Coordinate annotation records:
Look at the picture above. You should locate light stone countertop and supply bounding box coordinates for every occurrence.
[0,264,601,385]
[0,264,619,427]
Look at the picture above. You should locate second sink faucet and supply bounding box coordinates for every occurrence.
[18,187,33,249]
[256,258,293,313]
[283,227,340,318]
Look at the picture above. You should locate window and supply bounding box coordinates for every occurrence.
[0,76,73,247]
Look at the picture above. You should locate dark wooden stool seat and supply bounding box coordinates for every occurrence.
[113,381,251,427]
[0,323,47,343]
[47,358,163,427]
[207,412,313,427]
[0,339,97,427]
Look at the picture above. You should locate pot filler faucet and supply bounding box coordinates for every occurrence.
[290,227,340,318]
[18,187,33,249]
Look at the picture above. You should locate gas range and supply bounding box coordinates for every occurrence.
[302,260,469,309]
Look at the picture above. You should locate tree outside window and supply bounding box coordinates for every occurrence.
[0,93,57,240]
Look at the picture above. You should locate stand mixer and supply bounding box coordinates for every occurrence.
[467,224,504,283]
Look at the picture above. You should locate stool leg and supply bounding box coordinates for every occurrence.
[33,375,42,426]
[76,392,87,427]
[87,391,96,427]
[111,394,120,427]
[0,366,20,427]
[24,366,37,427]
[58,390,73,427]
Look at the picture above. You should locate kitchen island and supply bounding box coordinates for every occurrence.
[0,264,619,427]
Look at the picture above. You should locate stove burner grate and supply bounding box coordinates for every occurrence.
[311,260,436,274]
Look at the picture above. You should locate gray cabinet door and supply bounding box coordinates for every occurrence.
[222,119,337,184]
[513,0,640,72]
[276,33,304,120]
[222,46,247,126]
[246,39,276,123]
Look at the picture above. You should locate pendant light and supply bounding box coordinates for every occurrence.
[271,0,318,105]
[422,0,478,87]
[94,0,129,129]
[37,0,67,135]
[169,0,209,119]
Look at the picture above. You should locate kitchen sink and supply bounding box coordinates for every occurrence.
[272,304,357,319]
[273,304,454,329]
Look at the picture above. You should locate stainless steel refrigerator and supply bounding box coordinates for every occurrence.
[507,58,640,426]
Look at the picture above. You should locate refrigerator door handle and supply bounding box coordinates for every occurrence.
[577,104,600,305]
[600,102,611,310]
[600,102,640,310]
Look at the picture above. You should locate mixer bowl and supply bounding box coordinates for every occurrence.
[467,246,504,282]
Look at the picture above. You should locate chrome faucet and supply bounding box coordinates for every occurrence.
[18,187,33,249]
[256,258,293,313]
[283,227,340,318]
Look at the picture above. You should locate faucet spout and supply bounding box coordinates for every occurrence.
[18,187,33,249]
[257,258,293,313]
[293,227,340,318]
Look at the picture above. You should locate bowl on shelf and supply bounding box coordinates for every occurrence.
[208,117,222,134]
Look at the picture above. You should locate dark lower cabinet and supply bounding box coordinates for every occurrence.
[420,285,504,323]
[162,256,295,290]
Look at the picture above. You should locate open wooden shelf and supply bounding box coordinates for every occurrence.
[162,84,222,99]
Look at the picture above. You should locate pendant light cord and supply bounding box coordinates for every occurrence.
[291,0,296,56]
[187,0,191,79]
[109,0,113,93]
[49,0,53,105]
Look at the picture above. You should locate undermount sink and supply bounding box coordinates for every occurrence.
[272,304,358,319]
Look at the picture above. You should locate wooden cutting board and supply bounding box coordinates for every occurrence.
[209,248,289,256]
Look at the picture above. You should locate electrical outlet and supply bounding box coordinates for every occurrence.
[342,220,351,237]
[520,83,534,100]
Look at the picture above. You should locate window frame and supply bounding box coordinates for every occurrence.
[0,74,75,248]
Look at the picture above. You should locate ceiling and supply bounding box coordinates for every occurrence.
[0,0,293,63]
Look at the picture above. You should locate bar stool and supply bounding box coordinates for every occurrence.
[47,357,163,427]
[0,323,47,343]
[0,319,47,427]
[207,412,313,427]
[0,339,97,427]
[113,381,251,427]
==
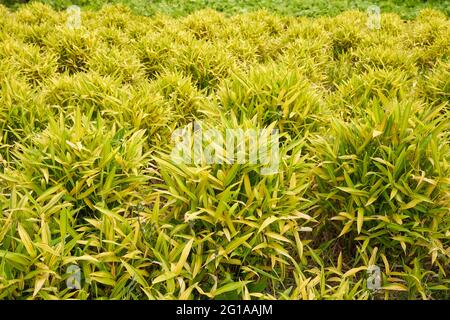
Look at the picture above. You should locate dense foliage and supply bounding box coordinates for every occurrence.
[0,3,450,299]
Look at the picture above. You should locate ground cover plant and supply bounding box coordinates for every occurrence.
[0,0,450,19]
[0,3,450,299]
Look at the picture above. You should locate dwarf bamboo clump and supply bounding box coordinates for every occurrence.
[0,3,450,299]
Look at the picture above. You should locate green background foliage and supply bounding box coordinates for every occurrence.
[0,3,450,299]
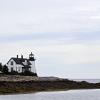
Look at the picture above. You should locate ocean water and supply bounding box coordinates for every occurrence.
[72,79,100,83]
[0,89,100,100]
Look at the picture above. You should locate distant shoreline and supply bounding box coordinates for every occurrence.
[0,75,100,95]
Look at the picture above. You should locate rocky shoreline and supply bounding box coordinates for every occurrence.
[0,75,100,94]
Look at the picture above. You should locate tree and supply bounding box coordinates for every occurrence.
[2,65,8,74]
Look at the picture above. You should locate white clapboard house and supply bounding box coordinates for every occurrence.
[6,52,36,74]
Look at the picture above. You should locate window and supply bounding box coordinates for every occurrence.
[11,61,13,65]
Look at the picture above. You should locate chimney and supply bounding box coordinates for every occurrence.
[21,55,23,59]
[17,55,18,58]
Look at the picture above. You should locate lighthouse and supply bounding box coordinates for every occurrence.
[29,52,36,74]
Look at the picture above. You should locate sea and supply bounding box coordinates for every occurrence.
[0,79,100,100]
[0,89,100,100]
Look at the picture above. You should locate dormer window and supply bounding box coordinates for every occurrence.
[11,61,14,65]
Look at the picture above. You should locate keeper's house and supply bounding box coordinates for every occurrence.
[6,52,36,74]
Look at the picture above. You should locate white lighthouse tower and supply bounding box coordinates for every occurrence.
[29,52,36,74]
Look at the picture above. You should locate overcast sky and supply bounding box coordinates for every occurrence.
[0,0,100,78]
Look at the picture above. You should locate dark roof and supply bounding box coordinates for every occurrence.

**Written problem**
Reproduce the lines between the line containing "Look at the picture above. You should locate light stone" and the line containing "[0,76,73,247]", inclusive.

**Response to this task**
Look at the picture above. You should locate light stone countertop and supply bounding box coordinates for every occurrence.
[0,264,601,385]
[0,264,619,427]
Look at the picture above. You should locate second sink faucet and supply bounding box coordinates for every occurrence.
[18,187,33,249]
[256,258,293,313]
[283,227,340,318]
Look at the picture above. You should locate window and supply bounding box coordinates for every occurrence.
[0,76,73,247]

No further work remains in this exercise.